- Hedda Jarhall
The rise of childhood obesity in Palm Beach County
In the United States, 1 in 5 children may struggle with childhood obesity, according to recent data.
This issue has implications for both physical and mental health, including increased risk of type 2 diabetes and other diseases, anxiety and depression, social problems and adulthood obesity, according to the Centers for Disease Control and Prevention.
Erin Gallagher, division-wide president for communications and planning at the Early Learning Coalition of Palm Beach County, is working to address childhood obesity through resources for families and children up to the age of 12, as well as making connections to other relevant agencies. The coalition offers scholarships for childcare, food and housing, and collaborates with other organizations to support families.
“We are there to support children and get them ready for school, and supporting families and get the whole family ready for school and also ready for life,” Gallagher said.
To reduce childhood obesity, Gallagher emphasized the importance of educating parents. The coalition provides information about healthy habits and practices at parent groups and works to engage with families where they are.
“For us, it is really about outreach, engagement and information to families and meeting them where they are because every family has different habits and practices with eating,” Gallagher said.

• _COLLECTED MATERIAL_

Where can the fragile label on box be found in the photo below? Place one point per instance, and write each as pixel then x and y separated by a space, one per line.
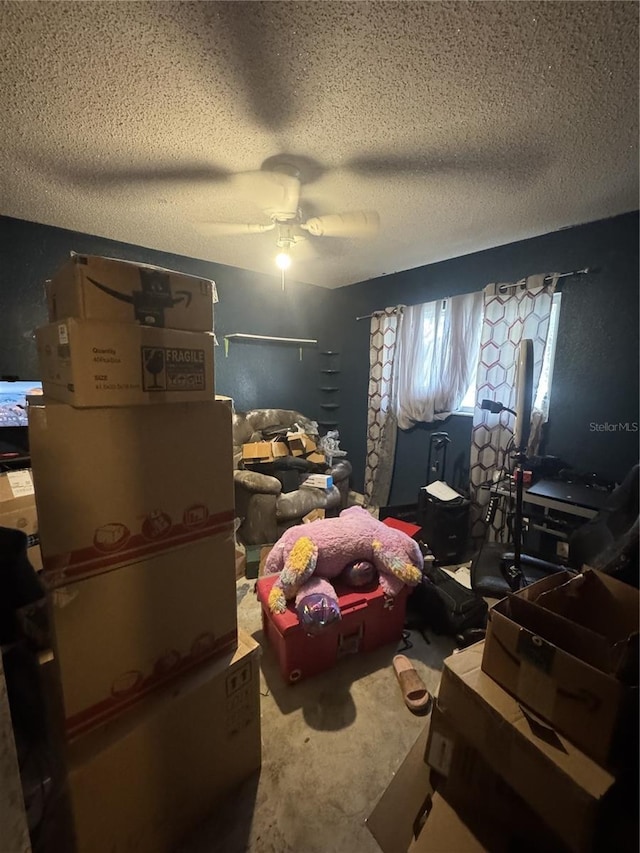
pixel 173 369
pixel 90 363
pixel 20 483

• _REQUIRED ACTION A_
Do these statements agree with the article on childhood obesity in Palm Beach County? Answer yes or no for each, quoting the words that decide it. (i) The Early Learning Coalition of Palm Beach County provides resources for children up to the age of 12. (ii) According to the Centers for Disease Control and Prevention, childhood obesity is linked to anxiety and depression. (iii) Gallagher said that families share the same eating habits.
• _REQUIRED ACTION B_
Can you turn the paragraph of the article on childhood obesity in Palm Beach County that begins "Erin Gallagher, division-wide president" into a short list that keeps its main facts?

• _ANSWER A_
(i) Yes: "resources for families and children up to the age of 12"
(ii) Yes: "anxiety and depression, social problems and adulthood obesity, according to the Centers for Disease Control and Prevention"
(iii) No: "every family has different habits and practices with eating"

• _ANSWER B_
- Erin Gallagher is division-wide president for communications and planning at the Early Learning Coalition of Palm Beach County.
- She works to address childhood obesity by providing resources for families and children up to age 12.
- She also connects them with other relevant agencies.
- The coalition offers scholarships for childcare, food and housing.
- It works with other organizations to support families.